··· DATASET RECORDS
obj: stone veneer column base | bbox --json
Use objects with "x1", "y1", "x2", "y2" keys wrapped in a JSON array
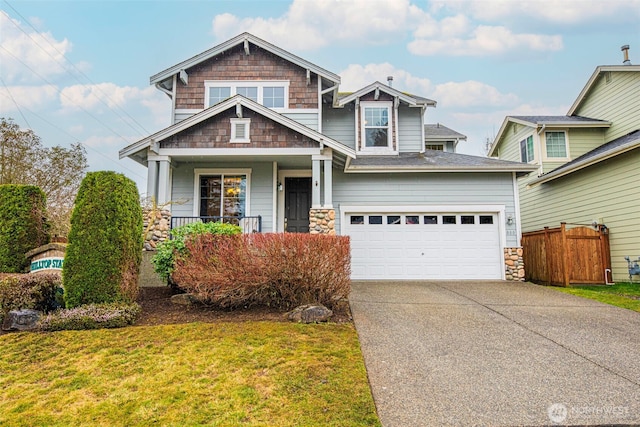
[
  {"x1": 504, "y1": 247, "x2": 525, "y2": 281},
  {"x1": 143, "y1": 208, "x2": 171, "y2": 251},
  {"x1": 309, "y1": 208, "x2": 335, "y2": 235}
]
······
PROMPT »
Whatever the records hold apart from pictures should be repeated exactly.

RESULT FOR THIS TASK »
obj: stone veneer column base | bbox --json
Use objects with "x1", "y1", "x2", "y2" keys wrapped in a JSON array
[
  {"x1": 504, "y1": 247, "x2": 525, "y2": 281},
  {"x1": 143, "y1": 208, "x2": 171, "y2": 251},
  {"x1": 309, "y1": 208, "x2": 335, "y2": 235}
]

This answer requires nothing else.